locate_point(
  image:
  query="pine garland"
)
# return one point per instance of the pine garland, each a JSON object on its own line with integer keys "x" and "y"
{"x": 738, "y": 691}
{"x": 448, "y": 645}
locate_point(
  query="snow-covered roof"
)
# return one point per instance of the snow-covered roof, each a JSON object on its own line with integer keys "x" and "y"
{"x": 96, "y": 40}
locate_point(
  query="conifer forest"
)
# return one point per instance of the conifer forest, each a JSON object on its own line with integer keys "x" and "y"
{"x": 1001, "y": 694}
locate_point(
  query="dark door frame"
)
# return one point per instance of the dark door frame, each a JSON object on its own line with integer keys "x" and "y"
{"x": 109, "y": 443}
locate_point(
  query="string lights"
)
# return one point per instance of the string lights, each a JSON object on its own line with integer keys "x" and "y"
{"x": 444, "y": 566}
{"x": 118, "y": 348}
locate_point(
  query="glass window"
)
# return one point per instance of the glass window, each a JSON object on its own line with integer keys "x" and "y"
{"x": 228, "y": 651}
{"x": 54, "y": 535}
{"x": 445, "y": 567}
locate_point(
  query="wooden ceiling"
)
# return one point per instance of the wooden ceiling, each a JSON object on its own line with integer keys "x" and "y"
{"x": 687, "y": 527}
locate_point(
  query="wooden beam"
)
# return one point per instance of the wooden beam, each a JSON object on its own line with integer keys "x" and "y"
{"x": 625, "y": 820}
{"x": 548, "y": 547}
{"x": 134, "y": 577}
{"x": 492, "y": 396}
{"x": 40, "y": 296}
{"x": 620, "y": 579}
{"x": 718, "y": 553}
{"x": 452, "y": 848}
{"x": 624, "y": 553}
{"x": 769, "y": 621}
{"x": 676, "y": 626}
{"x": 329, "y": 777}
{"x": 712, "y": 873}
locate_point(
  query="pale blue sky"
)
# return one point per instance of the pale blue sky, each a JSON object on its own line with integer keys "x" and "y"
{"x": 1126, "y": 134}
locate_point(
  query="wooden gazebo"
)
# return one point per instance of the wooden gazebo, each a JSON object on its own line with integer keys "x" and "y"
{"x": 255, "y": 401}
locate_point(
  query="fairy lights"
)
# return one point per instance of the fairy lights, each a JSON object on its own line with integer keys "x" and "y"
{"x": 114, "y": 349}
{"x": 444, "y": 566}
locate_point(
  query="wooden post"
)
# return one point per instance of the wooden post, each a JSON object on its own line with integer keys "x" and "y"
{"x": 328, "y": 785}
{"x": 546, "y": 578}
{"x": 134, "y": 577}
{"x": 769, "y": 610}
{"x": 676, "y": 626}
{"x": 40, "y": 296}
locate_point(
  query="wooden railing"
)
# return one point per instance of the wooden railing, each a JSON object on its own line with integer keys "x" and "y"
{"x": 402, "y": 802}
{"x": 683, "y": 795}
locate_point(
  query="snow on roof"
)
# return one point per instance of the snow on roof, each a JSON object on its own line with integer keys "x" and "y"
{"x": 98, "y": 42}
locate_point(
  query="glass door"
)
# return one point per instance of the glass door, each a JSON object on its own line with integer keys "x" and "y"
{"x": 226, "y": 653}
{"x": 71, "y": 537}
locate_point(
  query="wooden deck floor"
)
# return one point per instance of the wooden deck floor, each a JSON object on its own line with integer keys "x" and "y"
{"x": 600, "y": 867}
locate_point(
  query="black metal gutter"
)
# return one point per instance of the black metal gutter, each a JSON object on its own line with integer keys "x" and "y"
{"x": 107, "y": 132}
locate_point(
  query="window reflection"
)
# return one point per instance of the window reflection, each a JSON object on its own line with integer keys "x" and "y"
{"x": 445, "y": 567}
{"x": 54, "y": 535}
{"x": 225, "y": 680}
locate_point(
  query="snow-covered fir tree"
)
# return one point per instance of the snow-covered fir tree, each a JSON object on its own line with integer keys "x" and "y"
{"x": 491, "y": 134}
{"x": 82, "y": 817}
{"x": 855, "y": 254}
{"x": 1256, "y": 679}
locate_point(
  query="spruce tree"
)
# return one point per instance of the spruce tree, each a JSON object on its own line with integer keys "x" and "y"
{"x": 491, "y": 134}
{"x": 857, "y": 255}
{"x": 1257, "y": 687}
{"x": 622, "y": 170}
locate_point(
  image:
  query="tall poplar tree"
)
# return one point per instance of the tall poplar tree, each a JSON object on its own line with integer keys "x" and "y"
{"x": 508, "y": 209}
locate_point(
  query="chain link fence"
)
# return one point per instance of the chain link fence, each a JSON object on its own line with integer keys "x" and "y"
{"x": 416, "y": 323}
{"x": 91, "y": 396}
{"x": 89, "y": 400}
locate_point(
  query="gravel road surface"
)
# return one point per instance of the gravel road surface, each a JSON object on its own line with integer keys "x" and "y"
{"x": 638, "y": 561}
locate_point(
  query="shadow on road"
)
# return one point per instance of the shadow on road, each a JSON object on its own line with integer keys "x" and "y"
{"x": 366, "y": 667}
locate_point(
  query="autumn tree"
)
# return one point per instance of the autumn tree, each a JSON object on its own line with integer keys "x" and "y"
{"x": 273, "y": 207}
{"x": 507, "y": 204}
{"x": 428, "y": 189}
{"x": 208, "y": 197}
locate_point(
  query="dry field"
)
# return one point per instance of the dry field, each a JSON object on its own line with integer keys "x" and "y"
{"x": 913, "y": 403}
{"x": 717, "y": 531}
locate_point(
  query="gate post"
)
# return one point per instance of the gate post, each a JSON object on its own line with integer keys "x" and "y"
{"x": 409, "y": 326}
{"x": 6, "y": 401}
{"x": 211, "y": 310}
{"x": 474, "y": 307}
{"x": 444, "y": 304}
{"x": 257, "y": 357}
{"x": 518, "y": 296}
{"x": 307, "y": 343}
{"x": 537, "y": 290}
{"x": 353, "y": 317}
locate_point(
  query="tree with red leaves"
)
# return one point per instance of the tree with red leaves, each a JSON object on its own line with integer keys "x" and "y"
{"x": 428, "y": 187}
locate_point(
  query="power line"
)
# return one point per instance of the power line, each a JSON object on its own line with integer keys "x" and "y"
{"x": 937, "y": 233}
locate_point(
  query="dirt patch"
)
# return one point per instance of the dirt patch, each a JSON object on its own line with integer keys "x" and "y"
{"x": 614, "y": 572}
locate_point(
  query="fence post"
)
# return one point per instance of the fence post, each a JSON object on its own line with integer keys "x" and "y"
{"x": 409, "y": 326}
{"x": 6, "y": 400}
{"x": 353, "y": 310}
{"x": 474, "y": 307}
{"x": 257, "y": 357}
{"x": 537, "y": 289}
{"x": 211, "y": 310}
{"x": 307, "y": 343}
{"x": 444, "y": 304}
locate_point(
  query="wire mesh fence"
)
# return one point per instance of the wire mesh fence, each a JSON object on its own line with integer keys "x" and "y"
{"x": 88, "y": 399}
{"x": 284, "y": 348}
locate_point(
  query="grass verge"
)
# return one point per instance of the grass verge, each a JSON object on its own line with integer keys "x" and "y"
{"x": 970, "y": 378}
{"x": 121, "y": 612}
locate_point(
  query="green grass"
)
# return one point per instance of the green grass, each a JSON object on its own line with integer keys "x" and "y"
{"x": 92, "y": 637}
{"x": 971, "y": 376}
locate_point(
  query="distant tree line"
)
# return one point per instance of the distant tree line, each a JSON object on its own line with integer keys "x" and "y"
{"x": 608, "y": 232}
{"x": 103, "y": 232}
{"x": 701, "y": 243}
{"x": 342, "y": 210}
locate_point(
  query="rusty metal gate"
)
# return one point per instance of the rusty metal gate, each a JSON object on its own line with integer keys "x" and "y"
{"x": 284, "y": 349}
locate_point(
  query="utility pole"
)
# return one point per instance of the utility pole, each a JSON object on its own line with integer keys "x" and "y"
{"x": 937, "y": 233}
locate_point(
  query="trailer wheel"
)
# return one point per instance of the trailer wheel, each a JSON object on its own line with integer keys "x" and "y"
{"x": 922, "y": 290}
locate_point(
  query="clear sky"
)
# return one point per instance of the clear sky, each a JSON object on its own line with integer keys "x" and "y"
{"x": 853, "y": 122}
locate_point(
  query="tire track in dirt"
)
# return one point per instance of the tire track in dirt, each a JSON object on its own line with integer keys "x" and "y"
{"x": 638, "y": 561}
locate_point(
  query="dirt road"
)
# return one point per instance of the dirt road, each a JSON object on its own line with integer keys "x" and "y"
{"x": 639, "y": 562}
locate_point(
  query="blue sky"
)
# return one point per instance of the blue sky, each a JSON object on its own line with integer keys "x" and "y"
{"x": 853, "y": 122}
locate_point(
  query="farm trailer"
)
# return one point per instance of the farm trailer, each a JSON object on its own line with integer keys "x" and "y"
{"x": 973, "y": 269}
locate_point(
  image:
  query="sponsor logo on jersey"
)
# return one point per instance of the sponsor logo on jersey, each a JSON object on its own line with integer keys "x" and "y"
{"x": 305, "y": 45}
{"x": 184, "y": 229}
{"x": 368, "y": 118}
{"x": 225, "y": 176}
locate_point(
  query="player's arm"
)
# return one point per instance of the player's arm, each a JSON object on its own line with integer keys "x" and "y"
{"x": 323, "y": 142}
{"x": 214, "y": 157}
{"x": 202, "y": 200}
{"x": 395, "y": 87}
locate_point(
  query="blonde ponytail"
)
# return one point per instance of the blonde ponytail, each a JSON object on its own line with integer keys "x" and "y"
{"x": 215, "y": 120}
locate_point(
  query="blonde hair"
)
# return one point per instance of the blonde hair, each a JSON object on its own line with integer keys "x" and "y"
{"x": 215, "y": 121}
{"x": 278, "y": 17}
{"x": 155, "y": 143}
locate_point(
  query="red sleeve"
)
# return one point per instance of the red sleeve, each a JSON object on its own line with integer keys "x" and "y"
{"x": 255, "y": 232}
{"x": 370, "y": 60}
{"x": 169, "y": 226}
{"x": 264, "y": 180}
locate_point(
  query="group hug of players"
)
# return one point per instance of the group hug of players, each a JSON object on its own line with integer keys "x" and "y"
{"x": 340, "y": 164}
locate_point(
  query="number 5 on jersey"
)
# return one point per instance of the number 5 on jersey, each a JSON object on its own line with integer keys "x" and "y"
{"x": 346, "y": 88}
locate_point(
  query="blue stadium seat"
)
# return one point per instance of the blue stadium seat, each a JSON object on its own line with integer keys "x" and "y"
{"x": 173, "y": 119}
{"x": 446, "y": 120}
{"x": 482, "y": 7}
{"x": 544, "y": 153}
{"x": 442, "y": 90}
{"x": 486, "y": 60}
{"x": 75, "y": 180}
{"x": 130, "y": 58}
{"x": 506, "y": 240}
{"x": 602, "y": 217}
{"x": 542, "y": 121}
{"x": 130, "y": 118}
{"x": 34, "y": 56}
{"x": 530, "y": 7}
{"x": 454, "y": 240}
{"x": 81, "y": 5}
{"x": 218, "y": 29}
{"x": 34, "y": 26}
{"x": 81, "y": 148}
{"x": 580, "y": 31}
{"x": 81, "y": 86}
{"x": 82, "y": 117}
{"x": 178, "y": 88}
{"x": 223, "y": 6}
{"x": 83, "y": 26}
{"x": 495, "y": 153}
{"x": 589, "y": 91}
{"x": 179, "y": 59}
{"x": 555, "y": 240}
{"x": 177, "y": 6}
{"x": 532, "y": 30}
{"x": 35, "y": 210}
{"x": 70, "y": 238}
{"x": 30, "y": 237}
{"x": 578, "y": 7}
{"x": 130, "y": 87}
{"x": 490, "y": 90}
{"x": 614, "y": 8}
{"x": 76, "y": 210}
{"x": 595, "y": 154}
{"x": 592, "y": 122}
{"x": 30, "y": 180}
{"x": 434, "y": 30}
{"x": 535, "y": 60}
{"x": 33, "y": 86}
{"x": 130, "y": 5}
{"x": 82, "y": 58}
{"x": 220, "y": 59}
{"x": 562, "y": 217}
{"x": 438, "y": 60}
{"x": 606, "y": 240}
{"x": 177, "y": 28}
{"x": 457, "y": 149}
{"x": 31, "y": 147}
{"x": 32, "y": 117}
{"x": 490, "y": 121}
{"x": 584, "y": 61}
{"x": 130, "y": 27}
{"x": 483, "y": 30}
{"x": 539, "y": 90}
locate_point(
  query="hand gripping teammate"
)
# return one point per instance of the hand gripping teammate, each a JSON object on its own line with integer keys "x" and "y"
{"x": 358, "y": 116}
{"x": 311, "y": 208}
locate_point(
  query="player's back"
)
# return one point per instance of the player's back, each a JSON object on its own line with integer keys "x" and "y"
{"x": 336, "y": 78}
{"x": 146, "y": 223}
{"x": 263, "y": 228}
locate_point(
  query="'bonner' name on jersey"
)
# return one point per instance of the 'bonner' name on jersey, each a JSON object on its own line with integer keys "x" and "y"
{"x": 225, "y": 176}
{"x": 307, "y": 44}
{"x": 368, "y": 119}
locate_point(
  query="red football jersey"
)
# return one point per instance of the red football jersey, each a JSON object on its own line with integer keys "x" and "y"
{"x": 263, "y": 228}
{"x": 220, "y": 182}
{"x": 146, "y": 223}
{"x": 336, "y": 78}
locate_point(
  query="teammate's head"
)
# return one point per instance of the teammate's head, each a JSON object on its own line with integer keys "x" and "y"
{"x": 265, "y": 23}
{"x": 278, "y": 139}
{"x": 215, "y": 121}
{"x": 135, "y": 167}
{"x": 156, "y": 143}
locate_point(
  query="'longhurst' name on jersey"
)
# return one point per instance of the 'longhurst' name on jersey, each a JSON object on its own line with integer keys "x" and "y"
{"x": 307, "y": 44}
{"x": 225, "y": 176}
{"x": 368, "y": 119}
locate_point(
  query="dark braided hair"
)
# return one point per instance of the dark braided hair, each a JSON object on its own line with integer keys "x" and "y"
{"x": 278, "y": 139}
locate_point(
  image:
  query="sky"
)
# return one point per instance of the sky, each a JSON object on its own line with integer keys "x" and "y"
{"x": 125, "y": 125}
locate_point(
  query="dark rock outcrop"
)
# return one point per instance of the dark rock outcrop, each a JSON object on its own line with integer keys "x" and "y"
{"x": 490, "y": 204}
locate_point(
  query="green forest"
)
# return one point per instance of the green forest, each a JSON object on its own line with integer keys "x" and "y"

> **What you have to do**
Gather every line of the items above that contains the string "conifer" and copy each one out. Case counts.

> **Task result**
  query="conifer forest"
# return one point per instance of the conifer forest, each a JSON object on its own line with integer keys "x" and "y"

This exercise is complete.